-------- TEXT EXCERPT --------
Hughes Christensen Bit Drawing dated May 29, 1997--HC Part
No.CC201918. .
Hughes Christensen Bit Drawing dated Sep. 18, 1996--HC Part No.
CW210655. .
Hughes Christensen Bit Drawing dated Sep. 18, 1996--HC Part No.
CS205023. .
Hughes Christensen Bit Drawing dated Sep. 9, 1996--HC Part No.
CC20718..
|
Primary Examiner: Tsay; Frank S.
Attorney, Agent or Firm: TraskBritt
Claims
What is claimed is:
1. A drill bit for subterranean drilling, comprising:
a bit body including a leading end for contacting a formation
during drilling and a trailing end having structure associated
therewith for connecting the drill bit to a drill string;
at least one superabrasive cutter secured to the bit body over the
leading end at a radius from a centerline of the bit body; and
exterior structure on the leading end disposed substantially at the
radius and exhibiting sufficient surface area, when in contact with
the formation, to control penetration of the at least one
superabrasive cutter into the formation under weight on bit by
distributing the weight on bit so as to maintain a unit load on the
formation below a compressive strength thereof.
2. The drill bit of claim 1, wherein the at least one superabrasive
cutter comprises a plurality of superabrasive cutters, each of the
plurality of superabrasive cutters positioned at a radius from the
centerline, and the exterior structure on the leading end comprises
a plurality of bearing segments having bearing surfaces and
protruding from the bit body, each bearing segment of the plurality
disposed substantially at the radius of one of the plurality of
superabrasive cutters, wherein a combination of bearing surfaces of
bearing segments of the plurality exhibits the sufficient surface
area.
3. The drill bit of claim 2, wherein at least some of the bearing
segments of the plurality are each leading, as taken in a direction
of bit rotation, one superabrasive cutter of the plurality of
superabrasive cutters.
4. The drill bit of claim 3, wherein the at least some of the
bearing segments of the plurality are elongated and each of the at
least some of the bearing segments defines an arc extending
substantially along a single radius.
-------- EXTRACTED DATA --------
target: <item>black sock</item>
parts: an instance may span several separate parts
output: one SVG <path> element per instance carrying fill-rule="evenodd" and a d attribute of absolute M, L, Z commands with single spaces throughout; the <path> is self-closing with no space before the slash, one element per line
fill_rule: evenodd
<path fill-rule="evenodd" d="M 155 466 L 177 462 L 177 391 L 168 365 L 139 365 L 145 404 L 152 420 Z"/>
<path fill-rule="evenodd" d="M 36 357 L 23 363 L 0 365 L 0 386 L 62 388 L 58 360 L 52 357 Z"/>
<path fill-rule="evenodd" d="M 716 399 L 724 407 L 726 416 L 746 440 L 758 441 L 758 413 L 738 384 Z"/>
--------
Summarize the drill bit patent excerpt in two sentences. The records were drawn from a separate source unrelated to the text.

The excerpt lists several Hughes Christensen bit drawings dated 1996 and 1997, names Frank S. Tsay as primary examiner and TraskBritt as attorney, and then claims a drill bit for subterranean drilling with a bit body, at least one superabrasive cutter at a radius from the centerline, and exterior structure at that radius whose surface area controls cutter penetration by keeping the unit load on the formation below its compressive strength. Further claims specify that this structure may comprise bearing segments protruding from the bit body, each at the radius of a cutter, with some segments leading a cutter in the direction of rotation and being elongated into arcs along a single radius.